----- Source passage -----

How to interpret $Vdp$ term in an ideal gas?

Question

What is $vdp$ work and when do I use it?

I've read this answer already and I understand that it is the work to add in more substance over a pressure difference.

When we do the derivation for $$PV^{gamma} = C$$, In on of the steps we write

$$ PV=nRT$$ and, then we write that in differential form

$$ dp V + P dv = nR dT$$

So what would this Vdp term suggest in this context for say an ideal gas trapped in a spherical balloon?

I know that $P dv$ Is the energy in expanding the boundary i.e enlarging the sphere and my guess is that $Vdp$ is the work needed to add in more air to the balloon

Answer 1

$Vdp$ work is called flow work and applies to open systems, i.e., systems that permit mass to enter and exit the system. It’s the work required to move a volume of mass into and/or out of a system where a difference in pressure exists across the system boundary. It could apply when adding air to the balloon as you surmised. But it would not apply after the air is trapped in the balloon because then it becomes a closed system. Then only $pdV$ (boundary work) applies to the closed system.

----- Data excerpts -----

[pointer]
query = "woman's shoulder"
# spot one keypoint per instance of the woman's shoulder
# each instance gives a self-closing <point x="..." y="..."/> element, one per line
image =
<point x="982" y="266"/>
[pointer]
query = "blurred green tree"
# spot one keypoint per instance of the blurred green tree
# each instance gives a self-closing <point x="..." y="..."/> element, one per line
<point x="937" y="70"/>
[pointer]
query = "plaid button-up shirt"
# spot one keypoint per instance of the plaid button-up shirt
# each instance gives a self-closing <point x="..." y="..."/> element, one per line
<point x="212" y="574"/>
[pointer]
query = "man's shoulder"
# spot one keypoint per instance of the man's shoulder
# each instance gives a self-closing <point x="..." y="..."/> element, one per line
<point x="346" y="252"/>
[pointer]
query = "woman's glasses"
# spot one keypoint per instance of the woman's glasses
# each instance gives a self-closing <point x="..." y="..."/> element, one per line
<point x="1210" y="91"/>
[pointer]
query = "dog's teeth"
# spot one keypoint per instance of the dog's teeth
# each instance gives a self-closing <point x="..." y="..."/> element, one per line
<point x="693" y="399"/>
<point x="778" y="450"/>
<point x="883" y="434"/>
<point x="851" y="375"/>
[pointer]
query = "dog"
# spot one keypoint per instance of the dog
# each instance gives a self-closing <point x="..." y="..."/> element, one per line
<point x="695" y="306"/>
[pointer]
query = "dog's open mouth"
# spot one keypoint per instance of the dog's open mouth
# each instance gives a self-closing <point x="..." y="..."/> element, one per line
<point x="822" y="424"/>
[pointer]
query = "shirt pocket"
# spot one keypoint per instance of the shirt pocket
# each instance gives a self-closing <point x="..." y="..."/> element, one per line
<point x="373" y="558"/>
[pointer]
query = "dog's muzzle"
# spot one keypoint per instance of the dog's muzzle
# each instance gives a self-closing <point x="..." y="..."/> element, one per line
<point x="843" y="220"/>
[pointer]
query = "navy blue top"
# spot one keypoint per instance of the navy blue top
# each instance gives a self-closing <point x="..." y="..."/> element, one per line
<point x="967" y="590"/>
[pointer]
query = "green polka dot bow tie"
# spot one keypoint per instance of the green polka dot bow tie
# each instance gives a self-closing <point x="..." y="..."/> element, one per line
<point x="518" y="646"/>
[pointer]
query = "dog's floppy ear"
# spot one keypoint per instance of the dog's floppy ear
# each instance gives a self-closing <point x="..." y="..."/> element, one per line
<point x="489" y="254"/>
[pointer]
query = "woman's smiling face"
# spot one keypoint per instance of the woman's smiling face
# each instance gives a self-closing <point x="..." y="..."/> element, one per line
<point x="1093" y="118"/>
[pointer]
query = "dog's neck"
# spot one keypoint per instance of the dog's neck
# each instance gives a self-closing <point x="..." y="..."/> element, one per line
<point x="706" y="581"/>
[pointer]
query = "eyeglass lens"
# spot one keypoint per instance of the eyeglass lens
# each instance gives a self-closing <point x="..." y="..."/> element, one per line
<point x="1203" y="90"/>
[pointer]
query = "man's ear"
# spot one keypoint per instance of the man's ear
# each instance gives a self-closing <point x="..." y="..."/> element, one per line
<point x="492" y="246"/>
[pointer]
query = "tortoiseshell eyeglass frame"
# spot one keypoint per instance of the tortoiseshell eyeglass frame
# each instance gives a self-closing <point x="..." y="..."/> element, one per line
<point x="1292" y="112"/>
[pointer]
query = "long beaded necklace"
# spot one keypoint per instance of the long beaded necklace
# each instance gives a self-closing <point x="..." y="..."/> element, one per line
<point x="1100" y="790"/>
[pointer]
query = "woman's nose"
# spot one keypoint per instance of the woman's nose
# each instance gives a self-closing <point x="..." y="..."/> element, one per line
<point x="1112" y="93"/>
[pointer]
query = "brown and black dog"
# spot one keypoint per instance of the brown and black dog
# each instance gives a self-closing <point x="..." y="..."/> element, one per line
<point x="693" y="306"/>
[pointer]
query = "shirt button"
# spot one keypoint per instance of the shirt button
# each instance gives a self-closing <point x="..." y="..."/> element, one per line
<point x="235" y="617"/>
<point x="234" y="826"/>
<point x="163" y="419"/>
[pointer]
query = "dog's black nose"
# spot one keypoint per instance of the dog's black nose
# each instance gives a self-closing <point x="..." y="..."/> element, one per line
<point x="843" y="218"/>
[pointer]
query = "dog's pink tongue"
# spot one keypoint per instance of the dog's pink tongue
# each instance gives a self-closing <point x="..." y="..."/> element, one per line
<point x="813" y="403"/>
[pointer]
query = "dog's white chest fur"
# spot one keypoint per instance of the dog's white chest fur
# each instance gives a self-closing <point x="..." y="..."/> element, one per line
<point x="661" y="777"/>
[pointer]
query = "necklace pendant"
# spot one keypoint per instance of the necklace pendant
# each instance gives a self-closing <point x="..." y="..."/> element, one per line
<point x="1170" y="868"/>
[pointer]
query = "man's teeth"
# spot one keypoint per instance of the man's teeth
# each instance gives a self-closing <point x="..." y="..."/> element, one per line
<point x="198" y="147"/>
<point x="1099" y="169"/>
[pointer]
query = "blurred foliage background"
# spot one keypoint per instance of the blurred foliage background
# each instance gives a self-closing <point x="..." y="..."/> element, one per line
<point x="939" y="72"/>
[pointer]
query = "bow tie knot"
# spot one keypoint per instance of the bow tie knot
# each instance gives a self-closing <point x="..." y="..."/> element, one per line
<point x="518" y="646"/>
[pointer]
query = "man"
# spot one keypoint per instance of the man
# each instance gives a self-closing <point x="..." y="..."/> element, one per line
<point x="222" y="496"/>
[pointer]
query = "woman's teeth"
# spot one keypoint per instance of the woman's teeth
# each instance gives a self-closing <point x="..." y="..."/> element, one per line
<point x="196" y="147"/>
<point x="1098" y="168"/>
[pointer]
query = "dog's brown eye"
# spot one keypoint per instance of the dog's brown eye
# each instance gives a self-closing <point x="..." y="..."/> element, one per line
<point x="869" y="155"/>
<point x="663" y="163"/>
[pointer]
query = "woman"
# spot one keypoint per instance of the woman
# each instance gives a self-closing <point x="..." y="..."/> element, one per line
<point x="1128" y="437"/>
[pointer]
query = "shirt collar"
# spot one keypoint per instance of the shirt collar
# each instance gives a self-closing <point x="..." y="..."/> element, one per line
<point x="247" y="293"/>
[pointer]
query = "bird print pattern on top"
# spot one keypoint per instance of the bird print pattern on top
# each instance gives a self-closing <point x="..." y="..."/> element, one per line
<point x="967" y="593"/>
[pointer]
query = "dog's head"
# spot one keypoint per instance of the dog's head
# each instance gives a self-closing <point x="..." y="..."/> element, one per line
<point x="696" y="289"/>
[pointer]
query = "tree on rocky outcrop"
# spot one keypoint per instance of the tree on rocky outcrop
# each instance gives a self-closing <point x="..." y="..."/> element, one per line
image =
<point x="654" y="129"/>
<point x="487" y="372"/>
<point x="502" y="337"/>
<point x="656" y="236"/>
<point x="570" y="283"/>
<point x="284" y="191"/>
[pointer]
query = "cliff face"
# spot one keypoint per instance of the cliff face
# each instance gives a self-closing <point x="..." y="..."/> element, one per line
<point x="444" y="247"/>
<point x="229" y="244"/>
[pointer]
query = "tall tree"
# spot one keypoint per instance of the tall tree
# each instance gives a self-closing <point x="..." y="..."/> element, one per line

-----

▶ [Work instructions]
(a) In the thread on the $Vdp$ term for an ideal gas, what name does the reply give to $Vdp$ work?
(b) Pick up the thread on the $Vdp$ term for an ideal gas after its final sentence and write the next few sentences.

▶ [The results]
(a) Flow work.

(b)
That being said, $Vdp$ can have a different meaning than flow work in the case of a closed ideal gas system. Though not applicable to your balloon example (whose boundary is not rigid), it can refer to an isochoric (constant volume) heat addition or subtraction which results in an increase or decrease in the pressure and temperature of the gas.

The differential form of the ideal gas law applies regardless of the process, so it can be used for the derivation of any process involving an ideal gas. The potential physical significance of the $VdP$ term for a closed ideal gas system, where flow work and $PdV$ work is not involved, is for an isochoric process.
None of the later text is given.